CHALLENGE:
Tally the rows below that contain the word "white" and reply with that number alone.

TASK MATERIAL:
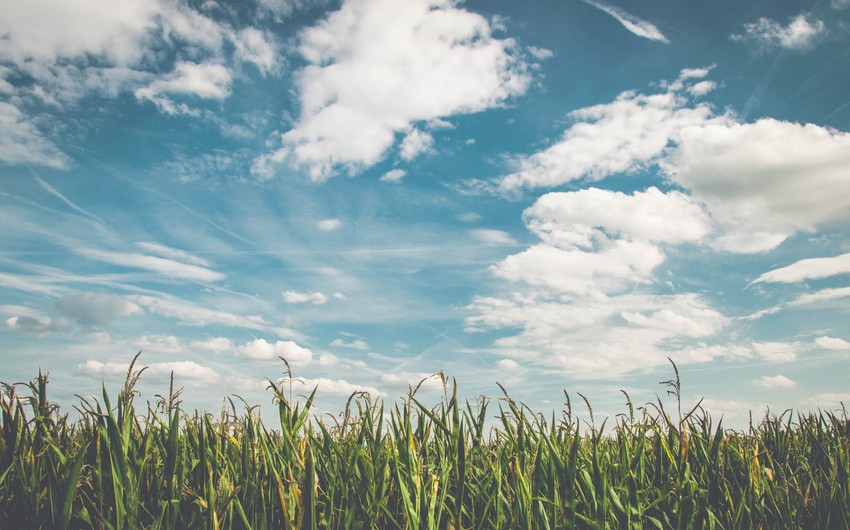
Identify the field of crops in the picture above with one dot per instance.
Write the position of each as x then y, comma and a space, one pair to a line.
==
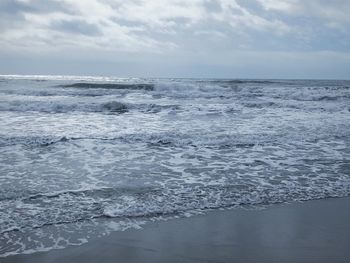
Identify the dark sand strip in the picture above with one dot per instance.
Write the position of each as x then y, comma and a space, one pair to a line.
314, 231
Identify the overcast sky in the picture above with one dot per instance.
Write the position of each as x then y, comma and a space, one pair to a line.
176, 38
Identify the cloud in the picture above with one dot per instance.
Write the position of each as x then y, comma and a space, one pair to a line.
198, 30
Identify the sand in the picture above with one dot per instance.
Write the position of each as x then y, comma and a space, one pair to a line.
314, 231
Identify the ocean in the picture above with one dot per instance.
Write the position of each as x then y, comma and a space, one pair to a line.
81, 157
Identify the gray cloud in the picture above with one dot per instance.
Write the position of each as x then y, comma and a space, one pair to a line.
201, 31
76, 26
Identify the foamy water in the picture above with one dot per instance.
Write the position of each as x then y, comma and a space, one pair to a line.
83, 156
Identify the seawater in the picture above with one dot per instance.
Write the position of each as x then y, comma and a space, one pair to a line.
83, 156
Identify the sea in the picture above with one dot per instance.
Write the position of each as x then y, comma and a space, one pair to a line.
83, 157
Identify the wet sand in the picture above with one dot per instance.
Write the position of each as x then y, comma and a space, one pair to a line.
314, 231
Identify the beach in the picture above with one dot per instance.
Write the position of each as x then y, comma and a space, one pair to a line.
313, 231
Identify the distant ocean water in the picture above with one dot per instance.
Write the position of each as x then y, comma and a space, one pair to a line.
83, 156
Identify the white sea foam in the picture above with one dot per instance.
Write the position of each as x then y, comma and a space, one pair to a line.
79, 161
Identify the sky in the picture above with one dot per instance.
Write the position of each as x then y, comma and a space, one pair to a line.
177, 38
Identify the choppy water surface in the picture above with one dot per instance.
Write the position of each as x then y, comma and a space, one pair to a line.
* * *
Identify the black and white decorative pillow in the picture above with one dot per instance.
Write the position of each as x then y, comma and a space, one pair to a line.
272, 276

RESPONSE TO THE TASK:
2